# Task 1:
Reproduce the podcast episode page word for word, starting at "PHP Internals News: Episode" and ending at "please introduce yourself.".

# Extracted text:

┌──

Become a Patron!

My Amazon wishlist can be found here.

Life Line

PHP Internals News: Episode 46: str_contains()

In this episode of "PHP Internals News" I chat with Philipp Tanlak (GitHub, Xing) about his str_contains() RFC.

The RSS feed for this podcast is https://derickrethans.nl/feed-phpinternalsnews.xml, you can download this episode's MP3 file, and it's available on Spotify and iTunes. There is a dedicated website: https://phpinternals.news

Transcript

Derick Rethans 0:16

Hi, I'm Derick. And this is PHP internals news, a weekly podcast dedicated to demystifying the development of the PHP language. This is Episode 46. Today I'm talking with Phillipp Tanlak, about an RFC that he's made titled str_contains. Phillipp, would you please introduce yourself.

Philipp Tanlak 0:35

Hey, Derick. My name is Philipp. I'm 25 years old and I live in Germany. I work for an IT service company, which does mainly development and maintenance of IT projects. We specialise in the maintenance of e-commerce website and create enterprise applications.

└──

Pointing data excerpts

┌──

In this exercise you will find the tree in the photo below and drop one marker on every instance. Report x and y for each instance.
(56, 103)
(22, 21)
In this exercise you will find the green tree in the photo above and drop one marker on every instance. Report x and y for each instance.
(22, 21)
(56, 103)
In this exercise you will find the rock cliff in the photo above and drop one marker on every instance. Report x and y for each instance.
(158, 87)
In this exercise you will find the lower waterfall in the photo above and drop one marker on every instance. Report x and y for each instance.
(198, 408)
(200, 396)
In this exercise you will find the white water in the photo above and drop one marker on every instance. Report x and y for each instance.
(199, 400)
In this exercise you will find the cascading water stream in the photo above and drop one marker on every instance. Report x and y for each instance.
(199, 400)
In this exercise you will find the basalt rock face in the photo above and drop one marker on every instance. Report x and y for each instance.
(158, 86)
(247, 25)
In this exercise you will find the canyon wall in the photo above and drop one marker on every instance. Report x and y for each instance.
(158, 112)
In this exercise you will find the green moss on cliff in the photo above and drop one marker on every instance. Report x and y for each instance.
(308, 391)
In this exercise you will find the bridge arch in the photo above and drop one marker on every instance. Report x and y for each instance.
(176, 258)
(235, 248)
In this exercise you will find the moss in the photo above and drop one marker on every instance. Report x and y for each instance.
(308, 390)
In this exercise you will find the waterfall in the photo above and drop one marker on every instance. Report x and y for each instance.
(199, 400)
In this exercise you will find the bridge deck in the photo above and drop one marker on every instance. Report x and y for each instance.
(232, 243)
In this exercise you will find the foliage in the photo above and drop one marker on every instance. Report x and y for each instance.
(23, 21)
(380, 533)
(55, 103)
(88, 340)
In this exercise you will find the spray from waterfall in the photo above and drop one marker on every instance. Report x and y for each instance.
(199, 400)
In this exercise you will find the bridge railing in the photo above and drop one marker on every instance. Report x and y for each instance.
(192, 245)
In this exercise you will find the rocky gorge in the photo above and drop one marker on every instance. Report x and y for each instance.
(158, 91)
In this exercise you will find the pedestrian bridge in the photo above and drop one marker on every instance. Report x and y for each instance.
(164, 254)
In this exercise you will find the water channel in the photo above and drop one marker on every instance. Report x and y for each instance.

└──

# Task 2:
In the rows starting at the line that contains "In this exercise you will find the waterfall" and ending at the last row, replace "marker" with "pin" and leave everything else unchanged. Return only those lines.

# Correct result 1:
PHP Internals News: Episode 46: str_contains()

In this episode of "PHP Internals News" I chat with Philipp Tanlak (GitHub, Xing) about his str_contains() RFC.

The RSS feed for this podcast is https://derickrethans.nl/feed-phpinternalsnews.xml, you can download this episode's MP3 file, and it's available on Spotify and iTunes. There is a dedicated website: https://phpinternals.news

Transcript

Derick Rethans 0:16

Hi, I'm Derick. And this is PHP internals news, a weekly podcast dedicated to demystifying the development of the PHP language. This is Episode 46. Today I'm talking with Phillipp Tanlak, about an RFC that he's made titled str_contains. Phillipp, would you please introduce yourself.

# Correct result 2:
In this exercise you will find the waterfall in the photo above and drop one pin on every instance. Report x and y for each instance.
(199, 400)
In this exercise you will find the bridge deck in the photo above and drop one pin on every instance. Report x and y for each instance.
(232, 243)
In this exercise you will find the foliage in the photo above and drop one pin on every instance. Report x and y for each instance.
(23, 21)
(380, 533)
(55, 103)
(88, 340)
In this exercise you will find the spray from waterfall in the photo above and drop one pin on every instance. Report x and y for each instance.
(199, 400)
In this exercise you will find the bridge railing in the photo above and drop one pin on every instance. Report x and y for each instance.
(192, 245)
In this exercise you will find the rocky gorge in the photo above and drop one pin on every instance. Report x and y for each instance.
(158, 91)
In this exercise you will find the pedestrian bridge in the photo above and drop one pin on every instance. Report x and y for each instance.
(164, 254)
In this exercise you will find the water channel in the photo above and drop one pin on every instance. Report x and y for each instance.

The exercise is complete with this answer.